-------- SOURCE --------

Let's get one good thing established: Frank Miller's artwork is highly stylized, experiential and
cool. The opening sequence, in which a homemade bomb sends thousands of nails flying through
the air, creates a great effect, the stark black shapes of nails dark and sharp. It's a shame he
wastes some cool art on his horrid writing.
The Batman figure is a hero named The Fixer, chasing a cat-suited female thief. In the true
manner of Batman and Catwoman, their tussle is erotically charged, at least until they are caught
in the blast of Al-Qaeda's nail-bomb attack.
A transparent version of Commissioner Gordon attempts to control the police force and get them
organized against the terrorists, to no real avail. The true battle is fought by the Fixer with the
terrorists in the basement of the biggest mosque in "Empire City." No political implications there
. . .
And the battle is fought against . . . a raging Irish stereotype, an IRA leftover who has taken up
with Al-Qaeda, and a bunch of faceless burka-clad assassins.
Let's sample some of the amazing quotes here. From a terrorist villain: "Your beheading will
make a b**** of a video. Maybe we'll do you nude, that'd put the fear of Allah into you." (Yes,
in addition to its other crimes, this comic spliced a comma.) From our heroes: "Give my regards
to those seventy-two black-eyed virgins, you son of a b****." "They're killing the police
commissioner tonight on my order. He needs killing. I've been on his trail for months. He's
rotten. The mayor'll haul out a bushel basket of kids. Family is always the excuse."

--------

PROMPT 1:
Answer these questions from the review of Frank Miller's comic:
(a) What name does the hero who plays the Batman part go by?
(b) Where is the true battle against the terrorists fought?
(c) What does the homemade bomb in the opening sequence send flying through the air?
PROMPT 2:
Name every Batman character the review mentions.
PROMPT 3:
Repeat the passage of the review between "A transparent version" and "faceless burka-clad assassins.", inclusive.

-------- RAW RECORDS --------

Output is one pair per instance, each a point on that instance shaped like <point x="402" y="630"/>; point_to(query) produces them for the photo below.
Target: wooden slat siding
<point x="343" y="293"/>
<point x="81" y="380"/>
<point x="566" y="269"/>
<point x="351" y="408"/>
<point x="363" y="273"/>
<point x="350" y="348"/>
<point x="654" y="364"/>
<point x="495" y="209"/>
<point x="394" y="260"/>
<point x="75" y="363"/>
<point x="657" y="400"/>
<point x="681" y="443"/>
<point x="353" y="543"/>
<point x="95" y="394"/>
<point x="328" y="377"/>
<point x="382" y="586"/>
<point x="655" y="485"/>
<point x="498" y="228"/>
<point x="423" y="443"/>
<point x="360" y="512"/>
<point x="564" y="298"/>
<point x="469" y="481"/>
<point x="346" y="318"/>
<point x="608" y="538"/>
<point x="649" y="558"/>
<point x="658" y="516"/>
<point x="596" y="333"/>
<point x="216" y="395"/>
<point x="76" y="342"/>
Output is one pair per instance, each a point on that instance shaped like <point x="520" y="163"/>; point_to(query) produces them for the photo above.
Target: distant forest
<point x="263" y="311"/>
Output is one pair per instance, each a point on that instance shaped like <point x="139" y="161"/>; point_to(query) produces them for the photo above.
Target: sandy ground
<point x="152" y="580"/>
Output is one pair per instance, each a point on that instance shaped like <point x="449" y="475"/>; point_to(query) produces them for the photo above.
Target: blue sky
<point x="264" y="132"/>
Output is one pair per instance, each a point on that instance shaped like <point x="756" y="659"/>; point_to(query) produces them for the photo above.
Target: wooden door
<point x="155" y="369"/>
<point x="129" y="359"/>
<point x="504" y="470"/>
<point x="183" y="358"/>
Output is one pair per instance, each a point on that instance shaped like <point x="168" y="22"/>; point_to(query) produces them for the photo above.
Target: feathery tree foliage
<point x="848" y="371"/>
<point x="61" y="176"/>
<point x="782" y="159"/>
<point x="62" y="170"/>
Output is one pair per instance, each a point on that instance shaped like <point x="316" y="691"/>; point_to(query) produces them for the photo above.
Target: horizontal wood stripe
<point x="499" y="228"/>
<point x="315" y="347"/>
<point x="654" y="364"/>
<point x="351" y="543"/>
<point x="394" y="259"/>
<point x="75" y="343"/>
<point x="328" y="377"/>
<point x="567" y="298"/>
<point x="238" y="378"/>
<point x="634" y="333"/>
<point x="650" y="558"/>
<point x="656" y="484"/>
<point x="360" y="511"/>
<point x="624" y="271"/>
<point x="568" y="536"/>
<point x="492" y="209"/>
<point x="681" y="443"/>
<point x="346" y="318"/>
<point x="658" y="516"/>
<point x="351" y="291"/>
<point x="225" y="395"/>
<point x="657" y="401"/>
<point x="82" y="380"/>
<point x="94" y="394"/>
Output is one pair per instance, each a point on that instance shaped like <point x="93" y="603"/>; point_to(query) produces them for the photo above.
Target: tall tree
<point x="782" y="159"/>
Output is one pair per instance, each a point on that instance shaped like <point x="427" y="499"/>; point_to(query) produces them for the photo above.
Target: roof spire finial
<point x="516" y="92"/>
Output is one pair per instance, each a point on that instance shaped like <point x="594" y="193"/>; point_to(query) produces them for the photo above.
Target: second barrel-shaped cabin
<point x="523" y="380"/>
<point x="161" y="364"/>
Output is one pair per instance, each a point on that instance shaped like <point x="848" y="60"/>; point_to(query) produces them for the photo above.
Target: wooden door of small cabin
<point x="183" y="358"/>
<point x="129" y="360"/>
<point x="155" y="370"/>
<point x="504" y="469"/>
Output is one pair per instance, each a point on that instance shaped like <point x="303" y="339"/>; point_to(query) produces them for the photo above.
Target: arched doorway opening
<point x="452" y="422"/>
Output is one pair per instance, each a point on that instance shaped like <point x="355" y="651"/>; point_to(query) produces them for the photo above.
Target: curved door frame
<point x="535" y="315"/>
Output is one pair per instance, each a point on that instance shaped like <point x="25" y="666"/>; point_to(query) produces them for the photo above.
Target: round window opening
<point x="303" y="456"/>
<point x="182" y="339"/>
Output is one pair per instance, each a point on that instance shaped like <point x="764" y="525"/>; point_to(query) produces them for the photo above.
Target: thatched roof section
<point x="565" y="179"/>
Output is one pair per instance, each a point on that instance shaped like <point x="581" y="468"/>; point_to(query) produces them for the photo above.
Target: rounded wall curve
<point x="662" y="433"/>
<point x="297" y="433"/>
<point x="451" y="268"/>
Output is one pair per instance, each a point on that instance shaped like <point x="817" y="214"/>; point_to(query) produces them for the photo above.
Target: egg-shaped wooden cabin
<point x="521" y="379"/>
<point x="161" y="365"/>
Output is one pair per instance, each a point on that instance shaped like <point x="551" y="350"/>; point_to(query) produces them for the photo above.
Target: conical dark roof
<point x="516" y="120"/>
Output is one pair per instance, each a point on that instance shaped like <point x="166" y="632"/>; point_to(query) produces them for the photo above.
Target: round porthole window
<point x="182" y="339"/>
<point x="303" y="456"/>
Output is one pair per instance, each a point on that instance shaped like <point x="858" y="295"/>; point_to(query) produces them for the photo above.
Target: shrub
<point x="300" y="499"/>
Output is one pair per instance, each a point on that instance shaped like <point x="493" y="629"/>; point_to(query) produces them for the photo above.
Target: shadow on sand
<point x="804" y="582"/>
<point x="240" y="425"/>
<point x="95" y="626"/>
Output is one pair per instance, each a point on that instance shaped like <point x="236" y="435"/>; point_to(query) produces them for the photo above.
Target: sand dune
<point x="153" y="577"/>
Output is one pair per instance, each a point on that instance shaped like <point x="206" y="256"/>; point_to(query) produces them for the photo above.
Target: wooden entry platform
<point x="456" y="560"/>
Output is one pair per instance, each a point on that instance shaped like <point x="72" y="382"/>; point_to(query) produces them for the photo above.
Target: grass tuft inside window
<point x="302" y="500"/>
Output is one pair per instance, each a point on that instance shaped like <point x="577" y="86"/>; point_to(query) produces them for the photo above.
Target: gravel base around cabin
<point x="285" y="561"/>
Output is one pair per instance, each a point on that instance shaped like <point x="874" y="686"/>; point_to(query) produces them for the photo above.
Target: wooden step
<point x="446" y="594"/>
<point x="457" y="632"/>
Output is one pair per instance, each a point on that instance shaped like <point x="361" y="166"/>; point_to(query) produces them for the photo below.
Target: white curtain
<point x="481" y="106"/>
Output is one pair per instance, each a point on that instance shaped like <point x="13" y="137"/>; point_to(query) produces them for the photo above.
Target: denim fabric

--------

FINAL RESULT 1:
(a) The Fixer
(b) In the basement of the biggest mosque in "Empire City"
(c) Thousands of nails

FINAL RESULT 2:
Batman, Catwoman, Commissioner Gordon

FINAL RESULT 3:
A transparent version of Commissioner Gordon attempts to control the police force and get them
organized against the terrorists, to no real avail. The true battle is fought by the Fixer with the
terrorists in the basement of the biggest mosque in "Empire City." No political implications there
. . .
And the battle is fought against . . . a raging Irish stereotype, an IRA leftover who has taken up
with Al-Qaeda, and a bunch of faceless burka-clad assassins.